— Start of Text to read —

LSTM always has constant loss not learning

I am building a model to classify news (AG news dataset).

criterion = nn.CrossEntropyLoss()

My vocab size is ~33k. The loss and the accuracy is the same (around 1.3 and 26% accuracy) even after 20 epochs. Am I doing something wrong here?

class NewsClassifier(nn.Module):
  def __init__(self, vocab_weights = None, rnn_type = 'LSTM', vocab_size = len(vocab.vocab), n_classes = 4, embed_size = 300, rnn_units = 512, \
               n_layers = 2, bi_dir = True, rnn_drop = 0.0, padding_index = vocab['<unk>']):
    super().__init__()
    self.rnn_units = rnn_units
    self.n_classes = n_classes
    self.rnn_type = rnn_type
    if vocab_weights:
      self.embedding = nn.Embedding.from_pretrained(torch.as_tensor(vocab_weights))
    else:
      self.embedding = nn.Embedding(vocab_size, embed_size, padding_idx = padding_index)
    if rnn_type == 'LSTM':
      self.rnn = nn.LSTM(embed_size, rnn_units, num_layers = n_layers, bidirectional = bi_dir, dropout = rnn_drop)
    elif rnn_type == 'GRU':
      self.rnn = nn.GRU(embed_size, rnn_units, num_layers = n_layers, bidirectional = bi_dir, dropout = rnn_drop)
    else:
      raise NotImplementError
    self.fc = nn.Linear(2 * rnn_units if bi_dir else rnn_units, self.n_classes)
  
  def forward(self, data, lens):
    x_embed = self.embedding(data) # (padded_lens, batch_size, embed_dim)
    x_packed = pack_padded_sequence(x_embed, lens.cpu(), enforce_sorted = False) #packing sequences and passing to RNN unit
    if self.rnn_type == 'LSTM':
      output_packed, (hidden,cell) = self.rnn(x_packed) #output is packed and cannot be fed to linear layers
    else:
      output_packed, hidden = self.rnn(x_packed) #For GRU there is only hidden state
    #Though n number of layers are stacked the output is always 1
    output_padded, _ = pad_packed_sequence(output_packed) #output is padded to be fed to linear layer (padded_lens, batch size, hidden_units)

— End of Text to read —
— Start of Extracted data —

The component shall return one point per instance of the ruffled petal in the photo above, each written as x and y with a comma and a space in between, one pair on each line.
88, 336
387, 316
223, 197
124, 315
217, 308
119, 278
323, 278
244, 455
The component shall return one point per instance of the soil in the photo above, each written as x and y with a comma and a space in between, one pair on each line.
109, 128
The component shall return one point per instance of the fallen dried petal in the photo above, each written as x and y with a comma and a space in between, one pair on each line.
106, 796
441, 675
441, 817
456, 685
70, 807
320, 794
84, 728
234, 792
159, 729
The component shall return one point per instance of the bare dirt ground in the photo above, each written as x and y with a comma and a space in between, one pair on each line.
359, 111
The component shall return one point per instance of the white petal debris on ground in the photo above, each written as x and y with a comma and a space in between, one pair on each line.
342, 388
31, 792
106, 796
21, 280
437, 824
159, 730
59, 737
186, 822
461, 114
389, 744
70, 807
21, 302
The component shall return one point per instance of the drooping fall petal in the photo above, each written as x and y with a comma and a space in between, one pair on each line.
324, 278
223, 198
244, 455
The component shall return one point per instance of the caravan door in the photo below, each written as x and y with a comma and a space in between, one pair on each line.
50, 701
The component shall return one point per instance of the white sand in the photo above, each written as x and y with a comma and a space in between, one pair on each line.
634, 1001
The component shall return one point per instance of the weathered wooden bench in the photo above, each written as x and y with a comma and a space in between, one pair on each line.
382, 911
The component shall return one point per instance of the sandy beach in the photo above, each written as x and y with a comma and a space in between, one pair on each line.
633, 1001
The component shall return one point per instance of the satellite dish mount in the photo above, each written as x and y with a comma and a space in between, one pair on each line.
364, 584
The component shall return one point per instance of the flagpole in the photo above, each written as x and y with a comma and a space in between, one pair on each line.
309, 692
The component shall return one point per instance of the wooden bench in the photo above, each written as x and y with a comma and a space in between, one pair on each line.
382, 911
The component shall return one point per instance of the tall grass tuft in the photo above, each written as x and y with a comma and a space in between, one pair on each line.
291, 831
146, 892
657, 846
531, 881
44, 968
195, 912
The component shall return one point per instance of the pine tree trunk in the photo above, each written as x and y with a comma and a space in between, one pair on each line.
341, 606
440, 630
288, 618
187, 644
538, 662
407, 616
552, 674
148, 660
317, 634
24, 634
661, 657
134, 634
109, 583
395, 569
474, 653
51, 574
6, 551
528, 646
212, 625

— End of Extracted data —

▶ **Task list**
[A] Answer these from the forum post about the LSTM with constant loss:
(i) Which dataset is the model built to classify?
(ii) What loss and accuracy does the poster report after 20 epochs?
(iii) What default value does NewsClassifier give to rnn_units?
[B] Set down the stretch of the forum post about the LSTM with constant loss from "My vocab size" through "super().__init__()".
[C] Resume the forum post about the LSTM with constant loss from the point where it stops.
The lines play no part in this work.

▶ **Expected results**
[A]
(i) The AG news dataset.
(ii) A loss of around 1.3 and an accuracy of about 26%.
(iii) 512.

[B]
My vocab size is ~33k. The loss and the accuracy is the same (around 1.3 and 26% accuracy) even after 20 epochs. Am I doing something wrong here?

class NewsClassifier(nn.Module):
  def __init__(self, vocab_weights = None, rnn_type = 'LSTM', vocab_size = len(vocab.vocab), n_classes = 4, embed_size = 300, rnn_units = 512, \
               n_layers = 2, bi_dir = True, rnn_drop = 0.0, padding_index = vocab['<unk>']):
    super().__init__()

[C]
    #Picking only the last output --> equivalent to reutrn_sequences = False in Keras
    out_reduced = torch.cat((output_padded[-1, :, : self.rnn_units], output_padded[-1, :, self.rnn_units :]), 1) 
    return self.fc(out_reduced)

model = NewsClassifier()
print(f'The total number of trainable parameters are : {sum(p.numel() for p in model.parameters() if p.requires_grad)}')
def train(model, iterator = trainDataloader, optimizer = optimizer, loss_fn = criterion):
  e_loss = e_acc = i = 0
  model.train()
  for inputs, leng, labels in iterator:
    inputs, leng, labels = inputs.to(device), leng.to(device), labels.to(device)
    optimizer.zero_grad()
    preds = model(inputs, leng).squeeze(1)
    loss = loss_fn(preds, labels.long())
    acc = accuracy(preds, labels)
    loss.backward()
    optimizer.step()
    e_loss += loss.item()
    e_acc += acc.item()
    i += 1
  return e_loss/i, e_acc/i

def predict(model, iterator = testDataloader, loss_fn = criterion):
  e_loss = e_acc = i = 0
  model.eval()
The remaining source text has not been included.